=== PAGE TEXT ===
U.S. Court of Appeals recently upheld a New Hampshire law that requires
teachers to schedule a voluntary recitation of the Pledge of Allegiance.
The
unanimous three-panel decision was decided Nov. 12 after an agnostic and
atheist couple—with children in the New Hampshire public school system—filed
a suit claiming the pledge was an infringement on their children’s rights
because it said the United States was a nation “under God.”
In
the opinion brief, Chief Judge Sandra Lea Lynch stated that the Pledge of
Allegiance was an act of teaching history rather than a religious exercise.
“In
reciting the Pledge, students promise fidelity to our flag and our nation, not
to any particular God, faith, or church,” Lynch wrote. “It takes more
than the presence of words with religious content to have the effect of
advancing religion, let alone to do so as a primary effect.”
A
representative of the religious freedom advocacy firm American Center for Law
and Justice (ACLJ) said that this judgment sends a message to those that would
try and “twist and distort the Constitution.”
“This
decision regarding the pledge in New Hampshire schools represents a significant and sound
decision that sends a message: patriotic, time-honored traditions should be
embraced – not targeted for extinction – in our public schools,” the ACLJ representative said.
=== RECORD EXCERPTS ===
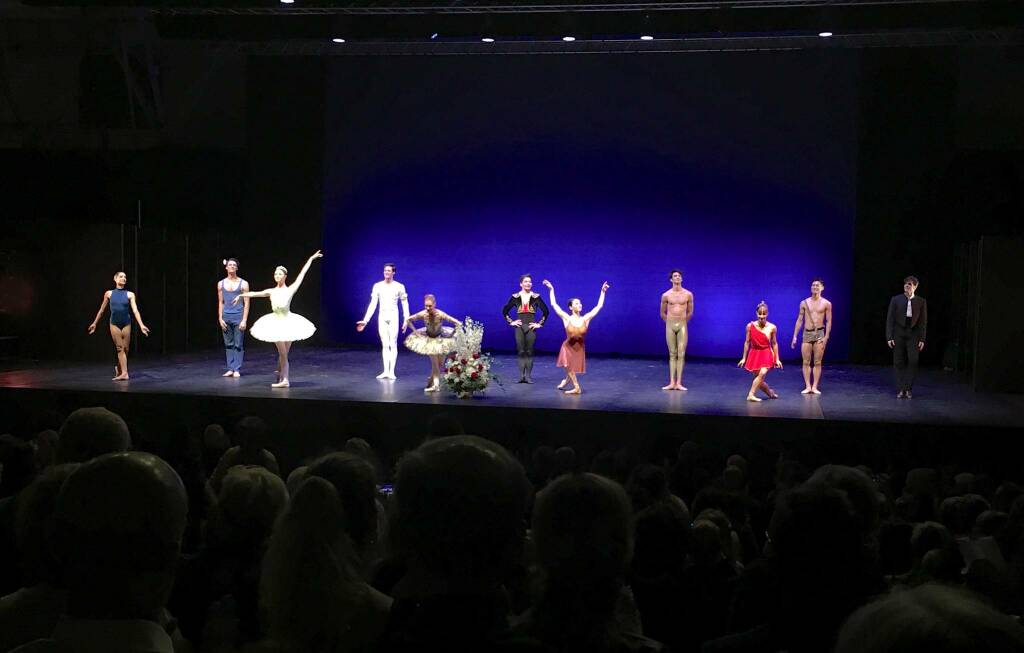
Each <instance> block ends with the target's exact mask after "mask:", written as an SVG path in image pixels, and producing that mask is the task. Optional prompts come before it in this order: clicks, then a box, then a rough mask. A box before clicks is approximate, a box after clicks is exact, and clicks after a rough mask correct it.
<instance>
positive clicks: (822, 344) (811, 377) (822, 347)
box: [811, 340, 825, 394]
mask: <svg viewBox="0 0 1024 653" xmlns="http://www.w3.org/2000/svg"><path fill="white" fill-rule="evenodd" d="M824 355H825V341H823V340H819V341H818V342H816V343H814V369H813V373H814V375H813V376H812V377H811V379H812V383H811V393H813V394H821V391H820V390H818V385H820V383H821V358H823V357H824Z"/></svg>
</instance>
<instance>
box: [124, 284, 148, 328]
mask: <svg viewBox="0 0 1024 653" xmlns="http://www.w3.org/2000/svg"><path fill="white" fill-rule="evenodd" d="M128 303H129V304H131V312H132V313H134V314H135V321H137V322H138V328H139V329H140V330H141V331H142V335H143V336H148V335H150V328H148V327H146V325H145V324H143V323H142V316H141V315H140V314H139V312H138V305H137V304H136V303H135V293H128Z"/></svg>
===
=== RECORD EXCERPTS ===
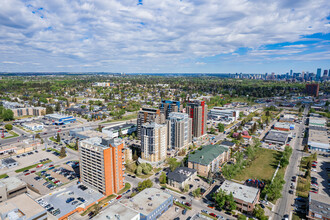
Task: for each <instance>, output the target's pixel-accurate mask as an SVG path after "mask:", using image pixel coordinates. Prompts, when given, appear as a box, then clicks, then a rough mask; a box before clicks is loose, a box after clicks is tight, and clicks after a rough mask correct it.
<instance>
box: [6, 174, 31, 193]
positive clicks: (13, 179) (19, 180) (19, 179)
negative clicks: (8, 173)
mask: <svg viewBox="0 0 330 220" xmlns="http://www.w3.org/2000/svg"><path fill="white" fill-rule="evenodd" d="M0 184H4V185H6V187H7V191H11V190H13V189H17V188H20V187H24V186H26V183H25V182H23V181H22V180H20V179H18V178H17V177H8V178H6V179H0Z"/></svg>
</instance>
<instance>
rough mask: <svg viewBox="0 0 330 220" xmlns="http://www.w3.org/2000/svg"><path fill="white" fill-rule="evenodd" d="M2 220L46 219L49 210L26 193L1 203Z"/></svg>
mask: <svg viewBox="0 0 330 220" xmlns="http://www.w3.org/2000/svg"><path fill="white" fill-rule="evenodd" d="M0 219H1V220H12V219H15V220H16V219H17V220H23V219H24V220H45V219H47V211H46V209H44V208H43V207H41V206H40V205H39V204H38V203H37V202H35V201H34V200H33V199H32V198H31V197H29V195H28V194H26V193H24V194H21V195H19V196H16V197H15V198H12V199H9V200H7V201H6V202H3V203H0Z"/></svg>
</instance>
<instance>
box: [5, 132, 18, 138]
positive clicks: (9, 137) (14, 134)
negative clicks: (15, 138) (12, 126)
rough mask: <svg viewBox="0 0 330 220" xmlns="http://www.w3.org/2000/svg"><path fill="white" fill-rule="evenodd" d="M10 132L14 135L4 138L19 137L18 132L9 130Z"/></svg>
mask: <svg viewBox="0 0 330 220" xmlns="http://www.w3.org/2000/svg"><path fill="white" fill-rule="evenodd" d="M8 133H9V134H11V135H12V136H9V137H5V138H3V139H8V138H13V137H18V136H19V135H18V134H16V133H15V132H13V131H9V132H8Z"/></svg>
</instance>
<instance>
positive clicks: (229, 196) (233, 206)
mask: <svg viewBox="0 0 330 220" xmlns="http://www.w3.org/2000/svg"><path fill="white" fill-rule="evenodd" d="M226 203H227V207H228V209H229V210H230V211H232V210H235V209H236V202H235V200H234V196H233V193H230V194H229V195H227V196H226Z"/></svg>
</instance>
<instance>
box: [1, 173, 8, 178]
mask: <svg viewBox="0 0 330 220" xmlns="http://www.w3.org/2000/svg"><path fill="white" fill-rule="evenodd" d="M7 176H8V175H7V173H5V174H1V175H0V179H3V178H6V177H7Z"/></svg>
===
DIRECTIONS: Edit the article on the Pledge of Allegiance ruling from "U.S. Court of" to "a religious exercise.", replacing "opinion brief" with "written opinion" and giving that portion back in full.

EXPECTED ANSWER:
U.S. Court of Appeals recently upheld a New Hampshire law that requires
teachers to schedule a voluntary recitation of the Pledge of Allegiance.
The
unanimous three-panel decision was decided Nov. 12 after an agnostic and
atheist couple—with children in the New Hampshire public school system—filed
a suit claiming the pledge was an infringement on their children’s rights
because it said the United States was a nation “under God.”
In
the written opinion, Chief Judge Sandra Lea Lynch stated that the Pledge of
Allegiance was an act of teaching history rather than a religious exercise.